- [Document text]:
St George Botolph Lane was a church off Eastcheap, in the ward of Billingsgate in the City of London. The rear of the church overlooked Pudding Lane, where the fire of London started. It was first recorded in the twelfth century, and destroyed in the Great Fire of 1666. It was one of the 51 churches rebuilt by the office of Sir Christopher Wren. The church was demolished in 1904.

==History==
St George Botolph Lane was the only church in the City of London dedicated to St George of Cappadocia, the patron saint of England. St Botolph was the Anglo-Saxon patron saint of travellers, consequently churches dedicated to him were usually built at city gates. There still three churches in the City of London dedicated to St Botolph (none by Wren)—St Botolph's Aldgate, St Botolph Aldersgate and St Botolph-without-Bishopsgate. Botolph Lane, on which St George's stood, was named after a fourth—St Botolph Billingsgate, which was destroyed in the Great Fire of London in 1666 and not rebuilt.

- [Exercise data]:

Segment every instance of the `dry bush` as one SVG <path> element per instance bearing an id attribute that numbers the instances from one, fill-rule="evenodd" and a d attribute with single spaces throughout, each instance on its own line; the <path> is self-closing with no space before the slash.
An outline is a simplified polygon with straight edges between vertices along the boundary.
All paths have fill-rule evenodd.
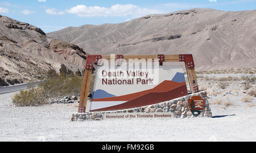
<path id="1" fill-rule="evenodd" d="M 246 107 L 254 107 L 254 106 L 255 106 L 255 104 L 253 103 L 249 104 L 245 106 Z"/>
<path id="2" fill-rule="evenodd" d="M 253 96 L 254 97 L 256 97 L 256 89 L 252 89 L 251 90 L 250 90 L 247 94 L 249 96 Z"/>
<path id="3" fill-rule="evenodd" d="M 222 103 L 222 101 L 221 100 L 218 100 L 217 101 L 215 101 L 214 102 L 212 102 L 212 104 L 213 105 L 220 105 Z"/>
<path id="4" fill-rule="evenodd" d="M 219 82 L 218 84 L 218 88 L 225 89 L 226 88 L 226 87 L 228 86 L 228 84 L 225 82 Z"/>
<path id="5" fill-rule="evenodd" d="M 229 106 L 234 105 L 233 102 L 229 101 L 224 102 L 222 105 L 226 107 L 228 107 Z"/>
<path id="6" fill-rule="evenodd" d="M 39 106 L 48 103 L 49 99 L 63 96 L 80 96 L 82 77 L 76 75 L 59 75 L 50 70 L 47 77 L 38 88 L 22 90 L 13 97 L 13 103 L 19 106 Z"/>
<path id="7" fill-rule="evenodd" d="M 13 104 L 17 106 L 39 106 L 47 104 L 46 97 L 39 88 L 21 90 L 13 97 Z"/>
<path id="8" fill-rule="evenodd" d="M 243 102 L 249 102 L 252 99 L 252 97 L 249 95 L 245 95 L 241 99 L 241 101 Z"/>
<path id="9" fill-rule="evenodd" d="M 250 88 L 251 88 L 251 87 L 253 87 L 253 85 L 250 84 L 250 83 L 246 83 L 244 85 L 243 85 L 243 89 L 245 90 L 248 90 Z"/>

- [Work to complete]: Quote the St George Botolph Lane passage word for word, from start to end.

- [Response to this exercise]:
St George Botolph Lane was a church off Eastcheap, in the ward of Billingsgate in the City of London. The rear of the church overlooked Pudding Lane, where the fire of London started. It was first recorded in the twelfth century, and destroyed in the Great Fire of 1666. It was one of the 51 churches rebuilt by the office of Sir Christopher Wren. The church was demolished in 1904.

==History==
St George Botolph Lane was the only church in the City of London dedicated to St George of Cappadocia, the patron saint of England. St Botolph was the Anglo-Saxon patron saint of travellers, consequently churches dedicated to him were usually built at city gates. There still three churches in the City of London dedicated to St Botolph (none by Wren)—St Botolph's Aldgate, St Botolph Aldersgate and St Botolph-without-Bishopsgate. Botolph Lane, on which St George's stood, was named after a fourth—St Botolph Billingsgate, which was destroyed in the Great Fire of London in 1666 and not rebuilt.